**INSTRUCTIONS FOR THE TASK**
Rewrite the records with "distinct pieces" substituted for every "separate parts", leaving everything else as it is.

[Dataset records]
►
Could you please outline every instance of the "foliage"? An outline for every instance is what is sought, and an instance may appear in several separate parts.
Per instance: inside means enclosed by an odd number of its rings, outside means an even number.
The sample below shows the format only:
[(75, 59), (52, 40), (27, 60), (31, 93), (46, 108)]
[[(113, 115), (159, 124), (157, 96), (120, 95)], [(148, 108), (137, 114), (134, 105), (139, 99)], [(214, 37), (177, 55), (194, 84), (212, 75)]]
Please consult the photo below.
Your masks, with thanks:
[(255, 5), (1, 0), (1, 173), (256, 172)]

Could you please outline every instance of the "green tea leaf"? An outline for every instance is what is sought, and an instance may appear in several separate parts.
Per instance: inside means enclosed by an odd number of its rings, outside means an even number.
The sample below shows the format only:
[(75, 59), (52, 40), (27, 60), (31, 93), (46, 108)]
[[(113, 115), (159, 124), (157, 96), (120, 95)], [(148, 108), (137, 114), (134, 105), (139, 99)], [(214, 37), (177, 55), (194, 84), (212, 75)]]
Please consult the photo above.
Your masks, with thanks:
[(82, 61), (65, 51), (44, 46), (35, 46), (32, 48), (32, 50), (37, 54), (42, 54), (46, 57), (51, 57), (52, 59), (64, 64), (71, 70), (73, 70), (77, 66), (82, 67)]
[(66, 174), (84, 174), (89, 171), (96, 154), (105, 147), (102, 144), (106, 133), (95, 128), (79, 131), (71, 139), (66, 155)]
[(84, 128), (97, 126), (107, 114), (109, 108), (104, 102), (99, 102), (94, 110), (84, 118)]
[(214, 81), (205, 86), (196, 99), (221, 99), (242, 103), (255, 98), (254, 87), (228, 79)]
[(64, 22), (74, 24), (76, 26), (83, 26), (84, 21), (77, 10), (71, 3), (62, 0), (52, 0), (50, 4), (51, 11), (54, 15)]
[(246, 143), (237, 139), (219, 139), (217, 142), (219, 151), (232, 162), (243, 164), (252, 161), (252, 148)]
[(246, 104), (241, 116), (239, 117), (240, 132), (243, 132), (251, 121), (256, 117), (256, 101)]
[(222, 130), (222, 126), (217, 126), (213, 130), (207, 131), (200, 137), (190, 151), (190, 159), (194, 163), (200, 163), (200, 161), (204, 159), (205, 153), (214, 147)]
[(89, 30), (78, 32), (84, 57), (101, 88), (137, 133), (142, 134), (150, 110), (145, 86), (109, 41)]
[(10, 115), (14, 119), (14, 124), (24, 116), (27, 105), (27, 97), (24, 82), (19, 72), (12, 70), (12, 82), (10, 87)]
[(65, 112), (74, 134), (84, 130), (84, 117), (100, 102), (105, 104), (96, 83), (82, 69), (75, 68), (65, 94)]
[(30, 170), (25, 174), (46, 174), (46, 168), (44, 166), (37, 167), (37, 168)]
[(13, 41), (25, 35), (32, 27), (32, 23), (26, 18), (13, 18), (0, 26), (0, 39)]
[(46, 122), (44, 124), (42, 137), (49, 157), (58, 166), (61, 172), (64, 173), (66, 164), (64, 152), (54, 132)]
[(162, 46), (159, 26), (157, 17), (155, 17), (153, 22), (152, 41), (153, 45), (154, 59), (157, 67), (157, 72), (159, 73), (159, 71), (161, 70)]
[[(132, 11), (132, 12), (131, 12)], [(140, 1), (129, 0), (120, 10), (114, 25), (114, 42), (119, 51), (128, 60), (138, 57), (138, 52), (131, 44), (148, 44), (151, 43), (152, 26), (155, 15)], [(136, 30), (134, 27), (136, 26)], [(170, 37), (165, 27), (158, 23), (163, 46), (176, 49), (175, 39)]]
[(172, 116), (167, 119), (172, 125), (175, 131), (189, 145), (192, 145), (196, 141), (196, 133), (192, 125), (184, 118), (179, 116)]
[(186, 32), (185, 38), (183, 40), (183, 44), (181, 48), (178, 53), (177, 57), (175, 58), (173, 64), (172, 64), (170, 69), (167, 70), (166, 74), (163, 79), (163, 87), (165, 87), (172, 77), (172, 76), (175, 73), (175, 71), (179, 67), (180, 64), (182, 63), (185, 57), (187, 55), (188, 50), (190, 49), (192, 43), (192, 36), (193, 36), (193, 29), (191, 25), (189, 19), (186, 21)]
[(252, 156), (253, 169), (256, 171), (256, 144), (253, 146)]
◄
**OUTPUT OF THE TASK**
Could you please outline every instance of the "foliage"? An outline for every instance is what is sought, and an instance may appear in several distinct pieces.
Per instance: inside means enclosed by an odd number of its rings, outside means an even number.
The sample below shows the format only:
[(75, 59), (52, 40), (27, 60), (31, 93), (46, 108)]
[[(113, 115), (159, 124), (157, 96), (120, 95)], [(148, 108), (137, 114), (134, 105), (139, 99)], [(214, 37), (177, 55), (194, 84), (212, 75)]]
Please consult the photo below.
Your masks, with thanks:
[(255, 5), (1, 0), (1, 173), (256, 172)]

Could you please outline every instance of the "green tea leaf"? An outline for every instance is what is sought, and an instance may appear in several distinct pieces.
Per instance: inside means enclosed by an odd number of its rings, outside means an even number.
The sample below shows the format only:
[(75, 59), (52, 40), (27, 60), (31, 93), (46, 108)]
[[(113, 115), (159, 124), (157, 96), (120, 95)], [(148, 108), (137, 114), (134, 105), (139, 99)], [(214, 37), (177, 55), (194, 84), (212, 75)]]
Please consult the photo above.
Your masks, with thanks:
[(82, 61), (65, 51), (44, 46), (35, 46), (32, 48), (32, 50), (37, 54), (42, 54), (46, 57), (51, 57), (52, 59), (64, 64), (71, 70), (73, 70), (77, 66), (82, 67)]
[(66, 174), (84, 174), (89, 171), (96, 154), (105, 147), (102, 144), (106, 133), (95, 128), (79, 131), (71, 139), (66, 155)]
[(84, 128), (97, 126), (107, 114), (109, 108), (104, 102), (99, 102), (94, 110), (84, 118)]
[(214, 81), (205, 86), (196, 99), (221, 99), (242, 103), (255, 98), (254, 87), (228, 79)]
[(64, 22), (74, 24), (76, 26), (83, 26), (84, 21), (77, 10), (71, 3), (62, 0), (52, 0), (50, 4), (51, 11), (54, 15)]
[(246, 143), (237, 139), (219, 139), (217, 142), (219, 151), (232, 162), (243, 164), (252, 161), (252, 148)]
[(246, 104), (241, 116), (239, 117), (240, 132), (243, 132), (251, 121), (256, 117), (256, 101)]
[(222, 130), (222, 126), (217, 126), (213, 130), (207, 131), (200, 137), (190, 151), (190, 159), (194, 163), (200, 163), (200, 161), (204, 159), (205, 153), (214, 147)]
[(89, 30), (78, 32), (84, 57), (101, 88), (137, 133), (142, 134), (150, 110), (145, 86), (109, 41)]
[(10, 115), (14, 119), (14, 124), (24, 116), (27, 105), (27, 97), (24, 82), (19, 72), (12, 70), (12, 82), (10, 87)]
[(65, 112), (74, 134), (84, 130), (84, 117), (100, 102), (105, 104), (96, 83), (82, 69), (75, 68), (65, 94)]
[(30, 170), (25, 174), (46, 174), (46, 168), (44, 166), (37, 167), (37, 168)]
[(13, 41), (25, 35), (32, 27), (32, 23), (26, 18), (13, 18), (0, 26), (0, 39)]
[(46, 122), (44, 124), (42, 137), (49, 157), (58, 166), (61, 172), (64, 173), (66, 164), (64, 152), (54, 132)]
[(162, 46), (159, 26), (157, 17), (155, 17), (153, 22), (152, 41), (153, 45), (154, 59), (157, 67), (157, 72), (159, 73), (159, 71), (161, 70)]
[[(132, 11), (132, 12), (131, 12)], [(140, 1), (129, 0), (120, 10), (114, 25), (114, 42), (119, 51), (128, 60), (138, 57), (138, 52), (131, 44), (148, 44), (151, 43), (152, 26), (155, 15)], [(136, 30), (134, 27), (136, 26)], [(170, 37), (165, 27), (158, 23), (163, 46), (176, 49), (175, 39)]]
[(172, 116), (167, 119), (172, 125), (175, 131), (189, 145), (192, 145), (196, 141), (196, 133), (192, 125), (184, 118), (179, 116)]
[(186, 32), (185, 38), (183, 40), (183, 44), (181, 48), (178, 53), (177, 57), (175, 58), (173, 64), (172, 64), (170, 69), (167, 70), (166, 74), (163, 79), (163, 87), (165, 87), (172, 77), (172, 76), (175, 73), (175, 71), (179, 67), (180, 64), (182, 63), (185, 57), (187, 55), (188, 50), (190, 49), (192, 43), (192, 36), (193, 36), (193, 29), (191, 25), (189, 19), (186, 21)]
[(252, 156), (253, 169), (256, 171), (256, 144), (253, 146)]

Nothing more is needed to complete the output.